- GOAL OF THE EXERCISE: Your answer must be the exact lines from the one holding "Box the light" through the final line of the records below, both included, and nothing more.

- ENTRIES PROVIDED:
★ ★ ★ ★ ★
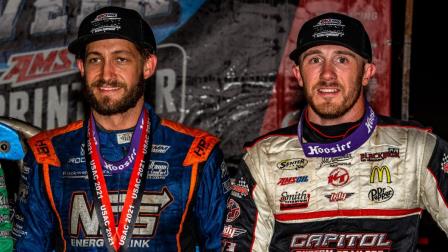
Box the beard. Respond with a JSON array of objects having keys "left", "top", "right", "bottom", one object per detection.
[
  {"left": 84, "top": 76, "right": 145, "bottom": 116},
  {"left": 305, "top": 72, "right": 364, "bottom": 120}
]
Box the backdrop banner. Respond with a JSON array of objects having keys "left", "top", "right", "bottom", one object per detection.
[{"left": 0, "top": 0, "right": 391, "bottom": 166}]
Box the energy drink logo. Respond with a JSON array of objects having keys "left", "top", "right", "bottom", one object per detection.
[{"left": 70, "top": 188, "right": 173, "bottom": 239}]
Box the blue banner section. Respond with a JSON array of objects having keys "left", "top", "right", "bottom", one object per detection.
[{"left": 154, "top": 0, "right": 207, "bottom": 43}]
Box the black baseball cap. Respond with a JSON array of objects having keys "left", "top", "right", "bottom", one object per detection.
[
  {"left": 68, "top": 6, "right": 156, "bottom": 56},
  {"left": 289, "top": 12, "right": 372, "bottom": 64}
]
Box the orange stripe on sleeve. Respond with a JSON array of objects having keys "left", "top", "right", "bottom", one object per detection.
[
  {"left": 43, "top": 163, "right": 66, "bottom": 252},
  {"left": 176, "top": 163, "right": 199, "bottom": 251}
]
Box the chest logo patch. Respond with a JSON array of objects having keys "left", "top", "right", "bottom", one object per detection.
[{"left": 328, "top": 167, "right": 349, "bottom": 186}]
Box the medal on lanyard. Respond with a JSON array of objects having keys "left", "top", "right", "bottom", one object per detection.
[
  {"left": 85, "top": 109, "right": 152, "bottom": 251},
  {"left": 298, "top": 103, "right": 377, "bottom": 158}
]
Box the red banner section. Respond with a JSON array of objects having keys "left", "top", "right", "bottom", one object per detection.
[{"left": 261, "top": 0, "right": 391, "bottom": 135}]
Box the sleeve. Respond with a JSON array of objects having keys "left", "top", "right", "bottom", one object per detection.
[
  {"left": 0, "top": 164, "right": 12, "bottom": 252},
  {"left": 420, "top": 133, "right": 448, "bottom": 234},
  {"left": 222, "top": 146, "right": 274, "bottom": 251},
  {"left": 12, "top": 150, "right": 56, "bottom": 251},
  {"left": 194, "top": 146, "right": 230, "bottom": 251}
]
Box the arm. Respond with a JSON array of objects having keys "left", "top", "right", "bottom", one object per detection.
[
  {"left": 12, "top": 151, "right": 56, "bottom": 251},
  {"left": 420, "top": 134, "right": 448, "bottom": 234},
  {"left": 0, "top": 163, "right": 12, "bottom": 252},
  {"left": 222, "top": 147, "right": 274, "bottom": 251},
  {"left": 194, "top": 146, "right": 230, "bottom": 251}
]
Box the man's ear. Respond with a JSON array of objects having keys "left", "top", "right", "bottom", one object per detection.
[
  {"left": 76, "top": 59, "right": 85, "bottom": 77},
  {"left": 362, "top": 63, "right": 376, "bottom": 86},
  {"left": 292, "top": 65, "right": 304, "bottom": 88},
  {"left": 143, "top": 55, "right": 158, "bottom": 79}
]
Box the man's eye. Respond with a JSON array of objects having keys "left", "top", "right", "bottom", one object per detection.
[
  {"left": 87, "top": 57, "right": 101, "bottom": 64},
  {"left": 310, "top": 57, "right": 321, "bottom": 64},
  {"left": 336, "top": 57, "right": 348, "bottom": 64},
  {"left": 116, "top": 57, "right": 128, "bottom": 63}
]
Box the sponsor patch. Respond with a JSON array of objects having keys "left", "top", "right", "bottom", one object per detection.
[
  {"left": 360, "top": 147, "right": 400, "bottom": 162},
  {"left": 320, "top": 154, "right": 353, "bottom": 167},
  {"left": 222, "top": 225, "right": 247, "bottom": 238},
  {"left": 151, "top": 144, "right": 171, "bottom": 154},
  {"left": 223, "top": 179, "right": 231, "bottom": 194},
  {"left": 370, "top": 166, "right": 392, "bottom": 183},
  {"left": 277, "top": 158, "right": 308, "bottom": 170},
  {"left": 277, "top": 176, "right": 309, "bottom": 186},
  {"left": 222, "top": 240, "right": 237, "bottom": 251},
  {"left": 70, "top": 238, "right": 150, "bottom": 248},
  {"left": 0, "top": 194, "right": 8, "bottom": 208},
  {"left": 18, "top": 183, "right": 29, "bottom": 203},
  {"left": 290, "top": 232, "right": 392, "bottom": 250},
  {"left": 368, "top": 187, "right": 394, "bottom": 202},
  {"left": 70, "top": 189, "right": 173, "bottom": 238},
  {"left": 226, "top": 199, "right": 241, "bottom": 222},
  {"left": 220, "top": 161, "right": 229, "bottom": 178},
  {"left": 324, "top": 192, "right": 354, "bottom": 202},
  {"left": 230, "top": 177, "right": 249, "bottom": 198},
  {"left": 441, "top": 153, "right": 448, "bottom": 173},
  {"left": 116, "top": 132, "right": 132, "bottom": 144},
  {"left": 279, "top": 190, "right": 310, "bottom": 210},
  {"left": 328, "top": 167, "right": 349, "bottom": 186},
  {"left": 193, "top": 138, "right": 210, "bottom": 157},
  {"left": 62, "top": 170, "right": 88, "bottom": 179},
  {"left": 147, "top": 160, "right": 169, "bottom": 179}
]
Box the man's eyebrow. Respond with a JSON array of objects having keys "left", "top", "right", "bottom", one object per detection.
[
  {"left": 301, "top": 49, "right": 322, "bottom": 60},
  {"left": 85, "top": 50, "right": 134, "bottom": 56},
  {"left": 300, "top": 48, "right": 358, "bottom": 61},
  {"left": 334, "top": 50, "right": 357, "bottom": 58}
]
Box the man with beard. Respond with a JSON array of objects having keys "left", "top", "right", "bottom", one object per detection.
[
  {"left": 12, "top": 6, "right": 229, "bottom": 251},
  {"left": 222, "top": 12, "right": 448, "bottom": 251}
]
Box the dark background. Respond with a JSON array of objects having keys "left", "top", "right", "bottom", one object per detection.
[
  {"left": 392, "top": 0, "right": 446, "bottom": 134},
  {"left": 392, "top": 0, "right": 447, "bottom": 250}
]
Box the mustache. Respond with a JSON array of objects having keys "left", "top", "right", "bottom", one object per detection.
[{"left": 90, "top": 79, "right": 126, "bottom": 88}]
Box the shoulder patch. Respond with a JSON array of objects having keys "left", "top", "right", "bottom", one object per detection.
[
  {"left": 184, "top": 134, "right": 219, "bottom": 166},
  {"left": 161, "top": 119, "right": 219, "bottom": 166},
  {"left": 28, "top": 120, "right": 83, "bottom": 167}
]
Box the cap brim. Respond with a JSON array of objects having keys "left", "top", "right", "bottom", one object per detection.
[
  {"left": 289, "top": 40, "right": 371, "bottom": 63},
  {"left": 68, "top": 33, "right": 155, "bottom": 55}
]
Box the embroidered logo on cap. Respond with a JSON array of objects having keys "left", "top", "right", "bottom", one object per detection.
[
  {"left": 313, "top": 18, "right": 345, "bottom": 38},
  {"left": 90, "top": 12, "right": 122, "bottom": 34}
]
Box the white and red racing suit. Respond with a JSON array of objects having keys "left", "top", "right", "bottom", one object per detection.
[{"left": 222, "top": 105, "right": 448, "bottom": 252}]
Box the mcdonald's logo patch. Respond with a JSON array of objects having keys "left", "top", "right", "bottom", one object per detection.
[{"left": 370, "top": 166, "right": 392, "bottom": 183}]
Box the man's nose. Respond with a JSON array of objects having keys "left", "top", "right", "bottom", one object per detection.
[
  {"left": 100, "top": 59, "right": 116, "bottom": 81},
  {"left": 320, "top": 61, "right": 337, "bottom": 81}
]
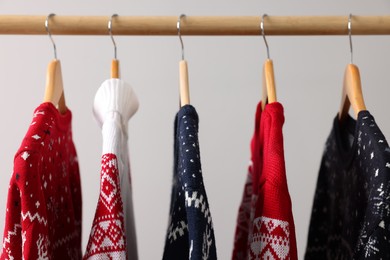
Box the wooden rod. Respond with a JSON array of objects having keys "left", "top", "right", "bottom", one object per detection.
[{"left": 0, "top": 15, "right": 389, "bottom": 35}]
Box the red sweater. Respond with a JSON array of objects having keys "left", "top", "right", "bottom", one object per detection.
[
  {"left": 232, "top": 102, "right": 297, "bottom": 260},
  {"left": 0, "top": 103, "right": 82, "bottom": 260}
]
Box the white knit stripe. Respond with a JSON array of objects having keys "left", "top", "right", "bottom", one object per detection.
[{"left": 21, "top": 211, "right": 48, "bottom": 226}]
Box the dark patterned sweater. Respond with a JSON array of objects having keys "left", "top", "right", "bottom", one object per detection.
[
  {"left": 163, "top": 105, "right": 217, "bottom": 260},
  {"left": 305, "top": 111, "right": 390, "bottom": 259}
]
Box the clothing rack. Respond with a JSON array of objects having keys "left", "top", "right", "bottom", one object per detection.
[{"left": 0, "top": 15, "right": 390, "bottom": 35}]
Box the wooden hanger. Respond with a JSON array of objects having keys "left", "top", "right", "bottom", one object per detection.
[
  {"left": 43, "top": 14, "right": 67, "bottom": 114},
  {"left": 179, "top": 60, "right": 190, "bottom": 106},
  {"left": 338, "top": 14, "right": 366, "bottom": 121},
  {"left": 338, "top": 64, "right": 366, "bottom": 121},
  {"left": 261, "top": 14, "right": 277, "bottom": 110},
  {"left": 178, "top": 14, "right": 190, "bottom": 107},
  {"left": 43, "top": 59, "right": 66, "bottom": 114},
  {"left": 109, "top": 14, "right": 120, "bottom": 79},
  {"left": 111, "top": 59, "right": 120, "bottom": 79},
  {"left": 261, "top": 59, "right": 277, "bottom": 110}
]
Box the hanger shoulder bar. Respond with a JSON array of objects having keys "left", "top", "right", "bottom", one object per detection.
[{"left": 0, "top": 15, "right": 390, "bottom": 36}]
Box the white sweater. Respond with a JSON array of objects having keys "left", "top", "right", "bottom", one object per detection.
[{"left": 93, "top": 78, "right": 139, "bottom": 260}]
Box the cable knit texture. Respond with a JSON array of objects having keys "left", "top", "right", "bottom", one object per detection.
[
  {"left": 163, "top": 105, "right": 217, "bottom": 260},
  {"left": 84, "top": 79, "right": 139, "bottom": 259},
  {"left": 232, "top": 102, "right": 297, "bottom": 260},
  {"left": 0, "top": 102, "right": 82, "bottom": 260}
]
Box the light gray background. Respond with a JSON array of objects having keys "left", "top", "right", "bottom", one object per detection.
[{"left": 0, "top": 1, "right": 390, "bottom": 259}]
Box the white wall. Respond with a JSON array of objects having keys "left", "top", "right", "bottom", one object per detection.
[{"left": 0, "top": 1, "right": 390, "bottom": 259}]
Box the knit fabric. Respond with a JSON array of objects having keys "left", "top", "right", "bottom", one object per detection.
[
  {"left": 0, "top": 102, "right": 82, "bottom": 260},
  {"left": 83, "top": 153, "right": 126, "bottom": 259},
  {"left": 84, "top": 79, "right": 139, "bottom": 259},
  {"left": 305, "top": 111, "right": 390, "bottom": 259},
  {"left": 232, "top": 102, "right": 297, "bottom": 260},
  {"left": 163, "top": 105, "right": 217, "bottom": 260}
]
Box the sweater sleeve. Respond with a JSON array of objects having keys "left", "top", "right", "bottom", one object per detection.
★ ★ ★ ★ ★
- RESPONSE AREA:
Box the light gray background. Respond with a JSON array of objects having keys "left", "top", "right", "bottom", one object per detection.
[{"left": 0, "top": 1, "right": 390, "bottom": 259}]
Box the white wall. Respond with a JSON array of objects having keys "left", "top", "right", "bottom", one object per detection.
[{"left": 0, "top": 1, "right": 390, "bottom": 259}]
Box the knit fabric. Respond with a JSON array of objects having keys "left", "top", "right", "bottom", one object per detection.
[
  {"left": 0, "top": 102, "right": 82, "bottom": 260},
  {"left": 83, "top": 153, "right": 126, "bottom": 259},
  {"left": 84, "top": 79, "right": 139, "bottom": 259},
  {"left": 305, "top": 111, "right": 390, "bottom": 259},
  {"left": 232, "top": 102, "right": 297, "bottom": 260},
  {"left": 163, "top": 105, "right": 217, "bottom": 260}
]
Box the sweater sleeve. Respond with a JSON array of objects having keys "left", "top", "right", "bottom", one object per detection.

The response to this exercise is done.